BRANO FORNITO >>
__________

L'apartheid libico. Un'altra domanda che sarebbe bene porsi, anche alla luce del modus operandi occidentale, che un giorno crea un “amico” e il giorno dopo lo proclama “terrorista” (bastino in tal senso i nomi di Manuel Antonio Noriega e Saddam Hussein), è cercare di capire a chi stiamo regalando – ed in futuro venderemo – le armi. Perché quello che ci viene raccontato dai media mainstream, per cui ci sarebbero i cattivi (cioè i “lealisti” fedeli ad al-Gaddafi) contrapposti ai “buoni” (i “ribelli” del Cnt) è una semplificazione per la quale, probabilmente, storcerebbero il naso anche gli ideatori di favole per bambini. Comitati e personalità indipendenti – come la giornalista Lizzie Phelan – così come fonti considerate autorevoli dall'Occidente come Amnesty International parlano infatti di una storia diversa. Anche troppo.
Se è vero – come dicevamo all'inizio – che uno dei simboli con cui la caduta del regime libico sarà ricordata è la pistola d'oro con cui, stando alla ricostruzione ufficiale, è stato ucciso al-Gaddafi, un'altra delle immagini che caratterizzeranno questo conflitto ci porta dritti a Tawergha, una cittadina di circa 30.000 anime a qualche decina di chilometri da Misurata, conosciuta per essere diventata una vera e propria città fantasma dopo quello che qualcuno chiama “il genocidio dei neri”.
Come riporta il Wall Street Journal, non certo un giornale facilmente accusabile di “complottismo”, capi ribelli come Ibrahim al-Halbous parlarono fin da subito del “repulisti etnico” che ci sarebbe stato a Tawergha, dove le scritte pro-Gheddafi sui muri sono state presto sostituite da frasi come «siamo la brigata che ripulirà la Libia dagli schiavi neri». La colpa dei tawerghiani è stata quella di rimanere fedeli ad al-Gaddafi, per il quale erano andati ad arruolarsi.
È del 30 settembre l'inchiesta sugli accadimenti di Tawergha che fa l'organizzazione indipendente Human Rights Investigation. «I tawerghiani sono stati demonizzati e disumanizzati, descritti tutti come “lealisti”, anche quando si trattava di semplici lavoratori», dice il report. Conferme arrivano anche da Amnesty International, le cui denunce – a fine agosto – parlano di persone che non possono tornare nelle proprie case per paura di essere arrestati o di subire stupri ed esecuzioni da parte dei “ribelli”.
«Prima che la rivolta iniziasse» - scrive l'ong nel suo rapporto “The battle for Libya. Killings, disappearances and torture” - «in Libia si trovavano tra 1,5 e 2,5 milioni di cittadini stranieri, molti originari di paesi dell'Africa sub-sahariana, inclusi Burkina Faso, Etiopia, Eritrea, Ghana, Mali, Niger, Nigeria, Somalia e Sudan. Molti provenivano dai paesi vicini della fascia nord-africana, altri dal sud est asiatico. Alcuni erano arrivati alla ricerca di migliori condizioni di vita in Libia o in Europa, altri scappavano da conflitti o persecuzioni».

__________

ESTRATTO DATI >>
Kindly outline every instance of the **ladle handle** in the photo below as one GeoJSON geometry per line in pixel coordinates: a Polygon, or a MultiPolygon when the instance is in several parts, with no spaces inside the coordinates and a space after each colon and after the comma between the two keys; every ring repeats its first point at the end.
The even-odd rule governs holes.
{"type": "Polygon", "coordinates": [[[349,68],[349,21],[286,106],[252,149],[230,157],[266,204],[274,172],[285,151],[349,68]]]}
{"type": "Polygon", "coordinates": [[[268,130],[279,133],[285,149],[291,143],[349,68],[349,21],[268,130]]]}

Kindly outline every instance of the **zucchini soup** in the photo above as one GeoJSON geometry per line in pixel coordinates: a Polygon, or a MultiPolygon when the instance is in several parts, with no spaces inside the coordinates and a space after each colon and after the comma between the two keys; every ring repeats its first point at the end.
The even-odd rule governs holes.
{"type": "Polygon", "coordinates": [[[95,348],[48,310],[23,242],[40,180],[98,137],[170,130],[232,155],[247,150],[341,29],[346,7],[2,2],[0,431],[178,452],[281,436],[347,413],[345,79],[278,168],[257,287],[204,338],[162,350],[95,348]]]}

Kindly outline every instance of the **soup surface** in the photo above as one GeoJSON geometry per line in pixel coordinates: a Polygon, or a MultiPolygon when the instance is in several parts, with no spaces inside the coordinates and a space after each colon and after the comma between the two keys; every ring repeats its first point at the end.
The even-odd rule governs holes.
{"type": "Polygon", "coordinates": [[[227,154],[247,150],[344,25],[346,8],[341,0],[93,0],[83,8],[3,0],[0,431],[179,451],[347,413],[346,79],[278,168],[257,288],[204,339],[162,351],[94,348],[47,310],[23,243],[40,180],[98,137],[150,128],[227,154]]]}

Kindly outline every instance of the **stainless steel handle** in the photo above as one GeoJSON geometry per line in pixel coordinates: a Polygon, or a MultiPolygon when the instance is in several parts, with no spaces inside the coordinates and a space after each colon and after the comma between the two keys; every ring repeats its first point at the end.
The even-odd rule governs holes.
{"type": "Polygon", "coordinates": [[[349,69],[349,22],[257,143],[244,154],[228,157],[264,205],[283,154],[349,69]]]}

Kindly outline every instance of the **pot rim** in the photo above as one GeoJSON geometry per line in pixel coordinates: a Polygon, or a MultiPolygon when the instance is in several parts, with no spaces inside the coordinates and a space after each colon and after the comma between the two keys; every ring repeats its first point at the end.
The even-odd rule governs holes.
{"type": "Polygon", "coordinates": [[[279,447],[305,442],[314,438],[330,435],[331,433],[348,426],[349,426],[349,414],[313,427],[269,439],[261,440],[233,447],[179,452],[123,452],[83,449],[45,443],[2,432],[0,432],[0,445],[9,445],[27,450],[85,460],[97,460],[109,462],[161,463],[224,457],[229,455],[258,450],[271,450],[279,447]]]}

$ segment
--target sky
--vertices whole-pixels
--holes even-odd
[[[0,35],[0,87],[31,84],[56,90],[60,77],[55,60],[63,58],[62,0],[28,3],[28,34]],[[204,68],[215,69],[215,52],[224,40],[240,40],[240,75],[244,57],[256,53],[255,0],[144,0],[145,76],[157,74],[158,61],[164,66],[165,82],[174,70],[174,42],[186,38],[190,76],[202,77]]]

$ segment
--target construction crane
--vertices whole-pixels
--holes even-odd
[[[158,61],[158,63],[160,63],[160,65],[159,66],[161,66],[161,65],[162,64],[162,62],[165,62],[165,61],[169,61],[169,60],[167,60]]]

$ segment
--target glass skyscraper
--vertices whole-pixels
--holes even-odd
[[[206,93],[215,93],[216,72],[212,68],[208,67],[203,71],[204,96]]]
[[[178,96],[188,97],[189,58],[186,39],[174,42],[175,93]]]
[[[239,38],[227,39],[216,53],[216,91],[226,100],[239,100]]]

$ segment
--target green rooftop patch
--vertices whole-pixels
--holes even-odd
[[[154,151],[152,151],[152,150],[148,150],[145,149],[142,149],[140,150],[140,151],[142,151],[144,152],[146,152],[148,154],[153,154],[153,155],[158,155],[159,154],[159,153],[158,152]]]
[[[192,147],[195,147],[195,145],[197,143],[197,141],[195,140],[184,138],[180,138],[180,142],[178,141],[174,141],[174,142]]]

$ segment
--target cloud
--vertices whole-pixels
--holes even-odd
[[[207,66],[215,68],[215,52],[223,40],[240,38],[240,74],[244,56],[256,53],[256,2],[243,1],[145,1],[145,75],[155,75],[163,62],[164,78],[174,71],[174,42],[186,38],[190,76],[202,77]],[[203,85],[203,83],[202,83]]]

__________

ISTRUZIONI >>
A: Secondo il brano sull'apartheid libico, quanti abitanti conta all'incirca Tawergha?
B: Prosegui il brano sull'apartheid libico a partire dalla sua ultima frase.

RISPOSTE AI COMPITI >>
A: Circa 30.000.

B:
«I combattenti ribelli ed i loro supporters hanno rapito, detenuto arbitrariamente, torturato ed ucciso membri delle forze di sicurezza accusati di essere fedeli ad al-Gaddafi, catturato soldati e cittadini stranieri erroneamente sospettati di essere combattenti mercenari pro-Gheddafi», è l'inizio del capitolo nel quale Amnesty analizza nel dettaglio gli abusi delle forze di opposizione.
Linciaggi. «Nei primi giorni della rivolta, gruppi di contestatori hanno ucciso molti soldati e sospettati mercenari ad al-Bayda, Derna e Bengasi. Alcuni sono stati picchiati fino alla morte, almeno tre sono stati impiccati, ed altri sono stati uccisi dopo che erano stati catturati o si erano arresi. Alcuni sono stati presentati come “mercenari africani”, ma la loro identità non è stata accertata».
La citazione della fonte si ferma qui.